Stated goal: Each record that follows should be repeated exactly, minus any images.

Given records:
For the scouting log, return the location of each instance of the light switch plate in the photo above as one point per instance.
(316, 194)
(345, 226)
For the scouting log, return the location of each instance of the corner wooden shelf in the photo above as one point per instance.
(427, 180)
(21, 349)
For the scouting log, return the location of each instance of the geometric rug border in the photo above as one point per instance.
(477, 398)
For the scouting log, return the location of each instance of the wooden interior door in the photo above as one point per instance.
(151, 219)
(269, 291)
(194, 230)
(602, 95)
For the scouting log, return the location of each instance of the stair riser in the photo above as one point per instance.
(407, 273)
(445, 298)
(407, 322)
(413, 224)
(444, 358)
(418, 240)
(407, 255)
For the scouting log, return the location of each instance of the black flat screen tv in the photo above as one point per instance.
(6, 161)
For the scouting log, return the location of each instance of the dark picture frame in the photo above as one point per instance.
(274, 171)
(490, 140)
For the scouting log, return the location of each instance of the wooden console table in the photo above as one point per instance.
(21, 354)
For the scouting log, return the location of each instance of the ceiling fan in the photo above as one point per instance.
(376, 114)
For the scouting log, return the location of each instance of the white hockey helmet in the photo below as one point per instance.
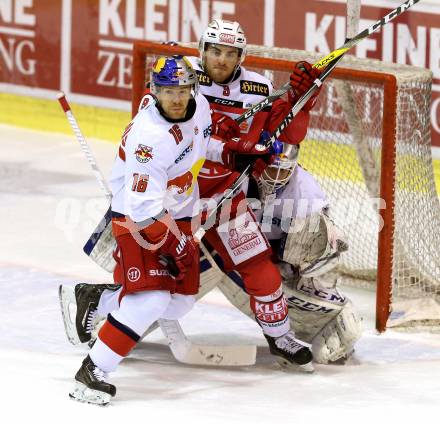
(226, 33)
(279, 172)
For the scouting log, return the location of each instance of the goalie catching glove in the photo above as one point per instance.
(237, 155)
(302, 78)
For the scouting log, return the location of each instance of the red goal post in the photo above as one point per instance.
(364, 78)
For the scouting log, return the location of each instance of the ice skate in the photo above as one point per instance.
(291, 352)
(91, 385)
(81, 320)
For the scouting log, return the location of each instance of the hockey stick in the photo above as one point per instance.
(326, 60)
(182, 348)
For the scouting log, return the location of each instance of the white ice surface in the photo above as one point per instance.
(49, 204)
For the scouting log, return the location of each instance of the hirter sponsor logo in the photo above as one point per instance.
(133, 274)
(227, 38)
(143, 153)
(182, 183)
(253, 87)
(242, 239)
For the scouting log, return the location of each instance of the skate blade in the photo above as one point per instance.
(82, 393)
(67, 298)
(296, 367)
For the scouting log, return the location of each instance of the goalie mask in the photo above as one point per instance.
(173, 71)
(225, 33)
(278, 174)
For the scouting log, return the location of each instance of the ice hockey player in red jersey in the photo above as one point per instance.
(155, 195)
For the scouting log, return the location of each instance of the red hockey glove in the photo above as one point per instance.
(301, 79)
(224, 127)
(237, 154)
(178, 254)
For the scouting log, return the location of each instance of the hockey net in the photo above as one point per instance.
(369, 146)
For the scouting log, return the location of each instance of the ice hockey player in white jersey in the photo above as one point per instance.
(155, 194)
(293, 212)
(230, 89)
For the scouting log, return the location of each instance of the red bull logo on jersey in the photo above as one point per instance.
(227, 38)
(182, 183)
(143, 153)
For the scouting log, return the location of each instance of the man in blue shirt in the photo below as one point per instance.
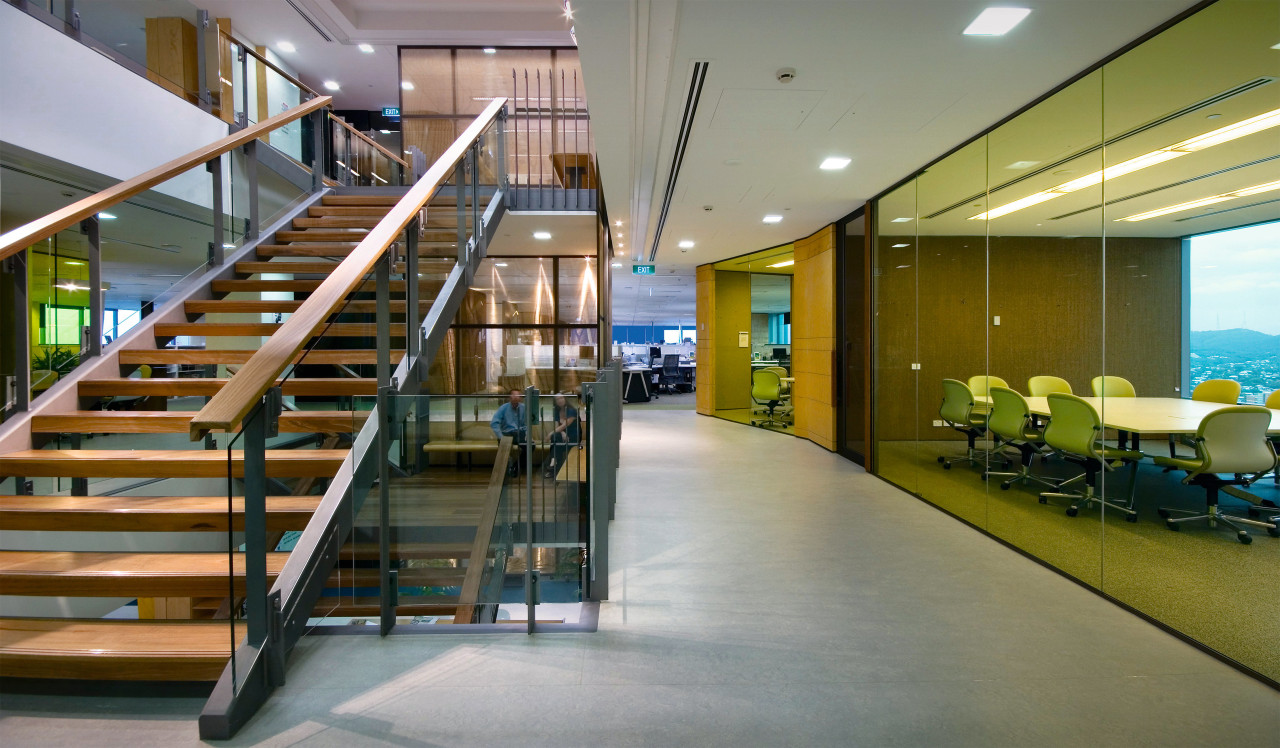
(510, 420)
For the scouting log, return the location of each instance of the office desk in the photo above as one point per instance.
(635, 383)
(1144, 415)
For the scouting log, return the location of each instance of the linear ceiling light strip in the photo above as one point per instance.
(310, 22)
(686, 124)
(1212, 100)
(1171, 185)
(1192, 145)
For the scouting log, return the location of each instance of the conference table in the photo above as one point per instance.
(1144, 415)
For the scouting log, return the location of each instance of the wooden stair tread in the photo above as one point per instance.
(338, 386)
(287, 306)
(101, 650)
(291, 284)
(238, 329)
(164, 422)
(123, 574)
(146, 512)
(216, 356)
(165, 463)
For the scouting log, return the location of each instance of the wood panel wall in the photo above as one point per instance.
(705, 320)
(1061, 310)
(813, 337)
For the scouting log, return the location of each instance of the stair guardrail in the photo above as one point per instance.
(275, 614)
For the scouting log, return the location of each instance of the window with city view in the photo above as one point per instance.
(1234, 319)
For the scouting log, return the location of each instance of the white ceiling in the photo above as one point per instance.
(891, 85)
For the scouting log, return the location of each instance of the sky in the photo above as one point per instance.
(1235, 279)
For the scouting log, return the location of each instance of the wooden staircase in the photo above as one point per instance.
(123, 411)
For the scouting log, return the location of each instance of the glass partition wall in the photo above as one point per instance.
(1056, 247)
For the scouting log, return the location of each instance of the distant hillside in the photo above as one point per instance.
(1239, 343)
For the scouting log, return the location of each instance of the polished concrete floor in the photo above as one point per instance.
(764, 592)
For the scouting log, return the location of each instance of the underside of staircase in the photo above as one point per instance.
(187, 600)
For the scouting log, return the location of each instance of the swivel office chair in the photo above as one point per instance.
(1074, 432)
(958, 411)
(1043, 386)
(670, 372)
(979, 384)
(1230, 441)
(1225, 391)
(1110, 386)
(767, 393)
(1010, 420)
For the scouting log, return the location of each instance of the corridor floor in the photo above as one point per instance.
(764, 592)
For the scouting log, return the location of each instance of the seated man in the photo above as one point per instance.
(510, 420)
(565, 436)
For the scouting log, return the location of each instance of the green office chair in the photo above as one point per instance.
(1010, 420)
(958, 413)
(1075, 432)
(1115, 387)
(981, 386)
(1043, 386)
(767, 393)
(1225, 391)
(1230, 441)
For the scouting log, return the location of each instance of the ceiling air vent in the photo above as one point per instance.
(686, 124)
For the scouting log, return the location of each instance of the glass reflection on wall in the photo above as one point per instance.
(1074, 278)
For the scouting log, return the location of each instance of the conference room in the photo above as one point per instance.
(1105, 265)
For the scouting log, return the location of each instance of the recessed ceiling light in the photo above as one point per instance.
(996, 21)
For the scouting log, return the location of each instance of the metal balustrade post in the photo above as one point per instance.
(251, 177)
(215, 250)
(95, 286)
(260, 424)
(412, 341)
(19, 333)
(460, 191)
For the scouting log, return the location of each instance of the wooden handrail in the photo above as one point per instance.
(370, 141)
(227, 409)
(22, 237)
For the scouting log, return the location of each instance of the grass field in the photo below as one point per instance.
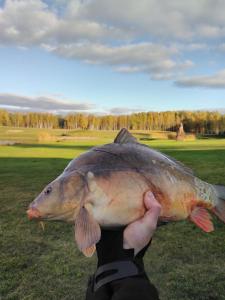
(183, 262)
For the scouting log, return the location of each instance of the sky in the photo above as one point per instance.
(112, 56)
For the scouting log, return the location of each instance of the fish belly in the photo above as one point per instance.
(117, 200)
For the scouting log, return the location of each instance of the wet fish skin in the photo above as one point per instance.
(105, 187)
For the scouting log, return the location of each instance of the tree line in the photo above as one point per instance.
(200, 122)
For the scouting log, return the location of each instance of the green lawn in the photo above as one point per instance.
(183, 262)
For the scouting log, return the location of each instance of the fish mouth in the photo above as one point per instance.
(33, 213)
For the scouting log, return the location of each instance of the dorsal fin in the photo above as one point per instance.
(124, 137)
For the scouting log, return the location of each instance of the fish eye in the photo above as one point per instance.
(48, 190)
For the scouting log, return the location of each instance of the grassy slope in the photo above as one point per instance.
(183, 262)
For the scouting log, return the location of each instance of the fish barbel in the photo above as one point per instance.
(105, 186)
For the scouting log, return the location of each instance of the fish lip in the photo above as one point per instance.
(33, 213)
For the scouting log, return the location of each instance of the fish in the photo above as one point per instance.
(105, 187)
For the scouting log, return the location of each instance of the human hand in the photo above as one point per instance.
(138, 234)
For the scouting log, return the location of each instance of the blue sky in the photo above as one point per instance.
(106, 57)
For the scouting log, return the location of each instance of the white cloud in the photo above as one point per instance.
(46, 104)
(214, 81)
(157, 60)
(131, 36)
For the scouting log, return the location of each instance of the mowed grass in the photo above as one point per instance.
(183, 262)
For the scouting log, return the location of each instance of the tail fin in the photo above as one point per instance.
(219, 209)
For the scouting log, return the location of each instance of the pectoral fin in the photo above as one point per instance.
(202, 219)
(88, 252)
(87, 232)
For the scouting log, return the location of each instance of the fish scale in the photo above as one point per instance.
(105, 187)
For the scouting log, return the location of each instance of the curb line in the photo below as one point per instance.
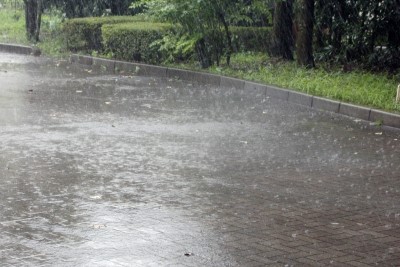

Written response:
For the scouting log, return the location of each instance of the light switch plate in the photo above as one point per instance.
(316, 194)
(345, 226)
For the scouting log, return the location of each instance of the corner wooden shelf in the photo above as one point per instance.
(427, 180)
(21, 349)
For the scouting log, return the location of each instance of the geometric rug border in the photo above as one point per instance.
(477, 398)
For the scouting log, return the location of each instance of the wooden interior door in the photo above as one point per instance.
(151, 219)
(269, 291)
(194, 230)
(602, 95)
For the scouting log, return the location of each instance of the stair riser in the photo above as one point per instance.
(407, 273)
(445, 298)
(407, 322)
(413, 224)
(444, 358)
(418, 240)
(407, 255)
For the scouting log, return the location of each instance of the black flat screen tv in the photo above as one point per instance.
(6, 161)
For the scouting log, return the location of each instance of the dark picture frame in the photo above as one point per instance.
(274, 171)
(490, 140)
For the scouting log, return the location of each instance of the wooden console table in the photo above as one point per instance.
(21, 354)
For the scouting log, return the location of each instance of the ceiling fan in the photo above as one point per instance.
(376, 114)
For the scouting log, return the location of each instance of the white hockey helmet in the photo below as one point per instance.
(226, 33)
(279, 172)
For the scouting log, return the location of each instance of the goalie catching glove in the photo above as one point per instance.
(237, 155)
(302, 78)
For the scouting log, return the location of each instance of the red goal post in the photo above as one point per instance.
(364, 78)
For the scouting log, return the location of each instance of the ice skate in the photo above as one point per instance.
(291, 352)
(91, 385)
(81, 320)
For the scouting log, return the location of each instance of the hockey stick in the photo above as one point per instance.
(326, 60)
(182, 348)
For the scouting log, return the location of each instance of the white ice surface in the photo above as one point per instance.
(49, 204)
For the scouting log, return the location of each instance of the hirter sponsor logo in the photo above as one point per instance.
(133, 274)
(227, 38)
(143, 153)
(182, 183)
(253, 87)
(242, 239)
For the scouting log, return the location of each instance of the skate blade in the photo above as one point per instance.
(82, 393)
(67, 298)
(296, 367)
For the scouting log, return the location of each instance of the goalie mask in the photo above as one point per instance.
(173, 71)
(225, 33)
(278, 174)
For the scouting log, return the location of each instance of the ice hockey player in red jersey in the photo above as one point per instance.
(155, 195)
For the scouting log, return the location of each instance of the red hockey glove in the photo above as one point per instance.
(301, 79)
(224, 127)
(237, 154)
(178, 254)
For the scouting log, return the location of each instance of the hockey net in the photo above as one point per instance.
(369, 146)
For the scouting log, return the location of each instance of the ice hockey player in white jersey in the photo above as one point per instance.
(155, 194)
(293, 212)
(230, 89)
For the scouting log, return the location of each instance of the red bull logo on jersey in the photo above as one point per instance.
(227, 38)
(182, 183)
(143, 153)
For the scouting log, return the location of each instance of the man in blue shirt in the photo below as one point per instance.
(510, 420)
For the scouting log, return the location of each instance of the office desk in the photo above as one point per instance.
(635, 383)
(1144, 415)
For the scouting log, return the location of each instance of the linear ceiling light strip in the photo above as one point per instance.
(310, 22)
(686, 124)
(1212, 100)
(1171, 185)
(1192, 145)
For the scouting log, return the location of each instance of the conference table in the photo above as one point per instance.
(1144, 415)
For the scouting log, return the location of each instance of the wooden stair tread in the photo above as one point per instance.
(338, 386)
(287, 306)
(101, 650)
(291, 284)
(238, 329)
(164, 422)
(123, 574)
(146, 512)
(216, 356)
(165, 463)
For the scouting log, return the location of each instance of the wood panel wall in the photo above as one point per instance.
(705, 320)
(1061, 310)
(813, 337)
For the scouting log, return the location of each instance of the stair guardrail in the photo above as one point per instance.
(275, 614)
For the scouting log, return the location of each instance of the window with city view in the photo above as one point per instance.
(1234, 319)
For the scouting log, return the location of each instance of the white ceiling in the photo above as one point per instance.
(891, 85)
For the scouting log, return the location of each instance of the sky in the photo above as one point per instance.
(1235, 279)
For the scouting log, return the location of each instance of the wooden staircase in the photo above as one point per instance.
(123, 411)
For the scouting log, return the location of each instance of the glass partition wall in the photo above as one point per instance.
(1056, 247)
For the scouting log, return the location of each instance of the distant hillside in the photo above as one point per instance.
(1239, 343)
For the scouting log, return the location of each instance of the polished concrete floor in the photo above as one point per instance.
(764, 592)
For the scouting log, return the location of each instance of the underside of staircase in the photo above as one point per instance.
(187, 600)
For the scouting log, return the location of each instance of the swivel office chair in the photo above as one point per instance.
(1074, 432)
(958, 411)
(1043, 386)
(670, 372)
(979, 384)
(1230, 441)
(1225, 391)
(1110, 386)
(767, 393)
(1010, 420)
For the scouting log, return the location of each instance of the corridor floor in the photo above as one point per instance.
(764, 592)
For the scouting log, return the location of each instance of the seated man in the photo above as one point per instance.
(510, 420)
(565, 436)
For the scouting log, return the location of each instance of the green office chair in the photo above as one point per instance.
(1010, 420)
(958, 413)
(1075, 432)
(1115, 387)
(981, 386)
(1043, 386)
(767, 393)
(1225, 391)
(1230, 441)
For the scouting log, return the location of each instance of the ceiling air vent in the photo above as one point per instance.
(686, 124)
For the scouting log, return the location of each instance of the glass reflection on wall in the photo above as one point per instance.
(1074, 278)
For the scouting log, return the location of each instance of the conference room in the photo above as one point per instance.
(1105, 265)
For the scouting log, return the location of each instance of the recessed ceiling light in the photo above as one point per instance.
(996, 21)
For the scouting log, return the location of each instance of the metal balustrade post in the photo above as one point per instance.
(251, 177)
(215, 250)
(95, 286)
(260, 424)
(412, 341)
(19, 333)
(460, 191)
For the scouting log, return the location of each instance of the wooden handrail in the photo above as one point per instance.
(370, 141)
(227, 409)
(22, 237)
For the scouting log, return the location of each instance of the grass field in the photo below as one point per instance.
(183, 262)
For the scouting log, return the location of each instance of the sky in the photo above as one point per instance.
(112, 56)
For the scouting log, return the location of each instance of the fish belly in the photo above as one point per instance.
(117, 200)
For the scouting log, return the location of each instance of the wet fish skin in the photo above as one point per instance.
(105, 187)
For the scouting log, return the location of each instance of the tree line in the photo above as one point per instance.
(200, 122)
For the scouting log, return the location of each instance of the green lawn in the photo above as one point per instance.
(183, 262)
For the scouting log, return the location of each instance of the fish mouth in the photo above as one point per instance.
(33, 213)
For the scouting log, return the location of each instance of the dorsal fin in the photo above as one point per instance.
(124, 137)
For the scouting log, return the location of each instance of the fish eye in the photo above as one point per instance.
(48, 190)
For the scouting log, return the location of each instance of the grassy slope in the photo above as one point per instance.
(183, 262)
For the scouting log, return the location of each instance of the fish barbel in the photo above as one point per instance.
(105, 186)
For the scouting log, return the location of each instance of the fish lip in the photo above as one point per instance.
(33, 213)
For the scouting log, return the location of each instance of the fish in the photo above as one point per instance.
(105, 187)
For the scouting log, return the location of each instance of the human hand in the photo above as one point per instance.
(138, 234)
For the scouting log, return the location of each instance of the blue sky in the photo above as one point per instance.
(106, 57)
For the scouting log, return the location of each instance of the white cloud in the photo above as one point per instance.
(46, 104)
(214, 81)
(157, 60)
(131, 36)
For the scouting log, return the location of each instance of the mowed grass in the photo above as one point per instance.
(183, 262)
For the scouting log, return the location of each instance of the tail fin in the photo above as one point per instance.
(219, 209)
For the scouting log, return the location of each instance of the pectoral fin in the photo above as one point per instance.
(202, 219)
(88, 252)
(87, 232)
For the scouting log, return the location of each instance of the fish scale in the photo above as one point per instance.
(105, 187)
For the scouting log, return the location of each instance of the curb line in the photo below as one point per instance.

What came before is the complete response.